Location labeling records:
-=-=-=-=-
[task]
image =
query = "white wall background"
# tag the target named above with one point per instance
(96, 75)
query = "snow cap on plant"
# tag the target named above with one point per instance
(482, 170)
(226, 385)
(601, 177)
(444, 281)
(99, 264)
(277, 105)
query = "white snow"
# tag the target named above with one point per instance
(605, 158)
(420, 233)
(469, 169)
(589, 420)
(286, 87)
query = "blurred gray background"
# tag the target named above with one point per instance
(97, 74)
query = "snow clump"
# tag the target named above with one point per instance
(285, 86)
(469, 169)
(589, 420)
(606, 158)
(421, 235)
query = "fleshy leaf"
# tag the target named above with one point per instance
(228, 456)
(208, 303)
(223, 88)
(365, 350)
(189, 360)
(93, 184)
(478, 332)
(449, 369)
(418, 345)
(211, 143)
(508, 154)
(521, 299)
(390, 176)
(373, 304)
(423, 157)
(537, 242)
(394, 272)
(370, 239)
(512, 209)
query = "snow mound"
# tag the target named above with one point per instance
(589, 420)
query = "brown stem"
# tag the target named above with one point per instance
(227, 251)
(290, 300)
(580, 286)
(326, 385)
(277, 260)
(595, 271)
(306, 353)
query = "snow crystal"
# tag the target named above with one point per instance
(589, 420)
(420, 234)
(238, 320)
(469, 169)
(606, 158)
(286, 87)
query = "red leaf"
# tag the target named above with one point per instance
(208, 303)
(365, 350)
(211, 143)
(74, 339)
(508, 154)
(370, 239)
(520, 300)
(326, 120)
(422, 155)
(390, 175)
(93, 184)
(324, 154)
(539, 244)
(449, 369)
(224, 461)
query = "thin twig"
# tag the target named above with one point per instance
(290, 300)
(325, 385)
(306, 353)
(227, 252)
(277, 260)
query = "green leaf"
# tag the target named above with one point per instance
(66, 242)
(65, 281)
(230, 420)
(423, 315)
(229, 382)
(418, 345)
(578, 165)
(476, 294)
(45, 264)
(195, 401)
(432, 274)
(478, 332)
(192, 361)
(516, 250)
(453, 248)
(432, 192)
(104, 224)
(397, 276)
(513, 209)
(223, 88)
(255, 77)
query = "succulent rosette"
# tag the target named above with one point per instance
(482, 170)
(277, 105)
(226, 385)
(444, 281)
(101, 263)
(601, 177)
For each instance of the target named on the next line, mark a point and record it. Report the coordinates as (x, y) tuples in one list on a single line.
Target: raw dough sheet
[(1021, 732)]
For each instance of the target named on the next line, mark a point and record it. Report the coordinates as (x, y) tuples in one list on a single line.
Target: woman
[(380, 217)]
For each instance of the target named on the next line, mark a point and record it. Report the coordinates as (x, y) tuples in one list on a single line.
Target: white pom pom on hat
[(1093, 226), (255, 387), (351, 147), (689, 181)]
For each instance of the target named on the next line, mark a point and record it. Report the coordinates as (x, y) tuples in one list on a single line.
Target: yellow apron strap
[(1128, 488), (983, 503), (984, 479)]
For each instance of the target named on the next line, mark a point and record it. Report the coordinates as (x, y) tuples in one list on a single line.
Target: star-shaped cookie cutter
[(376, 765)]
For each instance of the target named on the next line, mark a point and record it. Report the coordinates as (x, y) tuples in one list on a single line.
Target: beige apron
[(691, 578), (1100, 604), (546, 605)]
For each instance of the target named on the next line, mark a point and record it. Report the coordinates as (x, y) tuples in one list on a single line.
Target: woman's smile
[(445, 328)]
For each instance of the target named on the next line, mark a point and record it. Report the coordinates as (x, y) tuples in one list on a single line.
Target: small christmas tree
-=-=-=-=-
Retype the listing. Match it exactly.

* ANSWER TO THE TASK *
[task]
image =
query = "white wall background"
# tag the target named above with one point per instance
(96, 75)
query = "snow cap on plant"
# tag the target named above with one point per instance
(482, 170)
(226, 385)
(601, 177)
(444, 281)
(99, 264)
(277, 105)
query = "white snow"
# tag the target named above with one point per instance
(605, 158)
(420, 233)
(469, 169)
(589, 420)
(286, 87)
query = "blurred gray background"
# tag the target named above with one point per instance
(97, 74)
query = "snow clump"
# tag the target named above with one point per instance
(285, 86)
(469, 169)
(589, 420)
(606, 158)
(421, 235)
query = "fleshy leaf"
# tag the target named above with one point per instance
(228, 456)
(208, 303)
(223, 88)
(365, 350)
(189, 360)
(93, 184)
(478, 332)
(449, 369)
(418, 345)
(211, 143)
(508, 154)
(521, 299)
(390, 176)
(373, 304)
(423, 157)
(537, 242)
(394, 272)
(370, 239)
(512, 209)
query = "snow mound"
# tag the target named above with one point per instance
(589, 420)
query = "brown stem"
# tag the target named above with one point per instance
(227, 251)
(290, 300)
(580, 286)
(326, 385)
(277, 260)
(595, 271)
(306, 353)
query = "snow crystal"
# tag the target named above with one point per instance
(589, 420)
(420, 234)
(238, 320)
(469, 169)
(606, 158)
(286, 87)
query = "red leaf"
# tag the target named above with one point per instance
(208, 303)
(365, 350)
(211, 143)
(74, 339)
(508, 154)
(370, 239)
(520, 300)
(326, 120)
(422, 155)
(390, 175)
(93, 184)
(324, 154)
(539, 244)
(449, 369)
(224, 461)
query = "thin twig"
# tag the target named above with one point per instance
(290, 300)
(325, 385)
(306, 353)
(227, 252)
(277, 260)
query = "green leaf"
# tag the target named above with one point per instance
(66, 242)
(65, 281)
(230, 420)
(423, 315)
(229, 382)
(418, 345)
(578, 165)
(476, 294)
(45, 264)
(195, 401)
(432, 274)
(478, 332)
(192, 361)
(516, 250)
(453, 248)
(432, 192)
(104, 224)
(397, 276)
(513, 209)
(223, 88)
(255, 77)
query = "succulent rosette"
# tag the target named above with one point per instance
(482, 170)
(277, 105)
(226, 385)
(444, 281)
(101, 263)
(601, 177)
For each instance of the target named on the next line, mark a point and record it. Report the coordinates as (x, y) tuples in one list on a single line.
Target: raw dough sheet
[(1021, 732)]
For each instance of the target named on the next line, mark a point and record it. Report the coordinates as (x, y) tuples in one list on a single line.
Target: woman
[(380, 217)]
For each instance of the target named on the next line, mark a point and record it. Report the coordinates as (x, y) tuples in one list on a single line.
Target: white pom pom on hat
[(1093, 226), (255, 387), (351, 147), (689, 181)]
For each instance of the target named on the next line, mark a point and record it. Report the coordinates as (x, y) tuples in one list on a single line.
Target: yellow apron strap
[(1128, 488), (983, 503), (984, 479)]
For each instance of the target named on the next line, mark a point and record it. Report the coordinates as (x, y) tuples in one list on a single line.
Target: star-shaped cookie cutter
[(376, 765)]
For each instance of the target named on the next line, mark a point and record it. Report the coordinates as (x, y) tuples in one list on a single line.
Target: beige apron
[(691, 578), (1100, 604), (546, 605)]
For each instance of the target named on the next line, mark a point and record it. Report the coordinates as (x, y) tuples in one list on a single line.
Target: woman's smile
[(445, 328)]
For each instance of the target named on the next line, mark a point and record it. Report the coordinates as (x, y) tuples in one list on a single line.
Target: small christmas tree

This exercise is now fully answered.